→ **EXERCISE DIRECTIONS**: Copy every line from the start of the items through the line with "[0, 590, 531, 864]", including the lines outside the answers. Scale each bounding-box coordinate in the answers by 2.45 and round it to a whole number, with halves rounding up, but leave every number outside the answers unchanged.

________

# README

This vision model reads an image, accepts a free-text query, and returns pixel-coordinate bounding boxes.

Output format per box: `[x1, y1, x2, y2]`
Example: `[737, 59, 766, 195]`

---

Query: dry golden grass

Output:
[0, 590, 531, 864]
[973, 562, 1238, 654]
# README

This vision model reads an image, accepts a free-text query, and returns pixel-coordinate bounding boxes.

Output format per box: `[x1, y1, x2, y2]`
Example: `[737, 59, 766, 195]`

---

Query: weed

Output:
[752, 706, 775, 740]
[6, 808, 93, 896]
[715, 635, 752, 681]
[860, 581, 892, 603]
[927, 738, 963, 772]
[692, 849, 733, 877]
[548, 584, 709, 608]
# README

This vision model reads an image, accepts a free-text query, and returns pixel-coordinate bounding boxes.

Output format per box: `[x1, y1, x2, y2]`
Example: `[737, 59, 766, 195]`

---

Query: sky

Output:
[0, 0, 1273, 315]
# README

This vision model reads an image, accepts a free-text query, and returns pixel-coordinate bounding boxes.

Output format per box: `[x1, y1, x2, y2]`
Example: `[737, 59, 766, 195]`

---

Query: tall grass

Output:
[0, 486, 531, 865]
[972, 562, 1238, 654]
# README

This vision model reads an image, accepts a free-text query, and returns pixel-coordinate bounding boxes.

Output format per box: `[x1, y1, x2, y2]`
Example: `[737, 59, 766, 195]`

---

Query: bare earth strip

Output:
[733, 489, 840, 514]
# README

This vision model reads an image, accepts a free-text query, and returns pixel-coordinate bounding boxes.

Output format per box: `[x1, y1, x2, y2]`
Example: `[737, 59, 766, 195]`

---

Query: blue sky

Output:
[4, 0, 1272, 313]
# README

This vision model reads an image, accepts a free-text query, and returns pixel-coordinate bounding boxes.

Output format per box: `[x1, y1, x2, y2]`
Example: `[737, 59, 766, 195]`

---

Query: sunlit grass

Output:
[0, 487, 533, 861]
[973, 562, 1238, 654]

________

→ **TASK ANSWER**:
# README

This vision model reads an image, accepts a free-text query, and returns pixel-coordinate bounding boxes.

Output format per box: `[x1, y1, x2, y2]`
Example: `[737, 59, 766, 195]`

---

Query: dry golden grass

Output:
[0, 1446, 1301, 2117]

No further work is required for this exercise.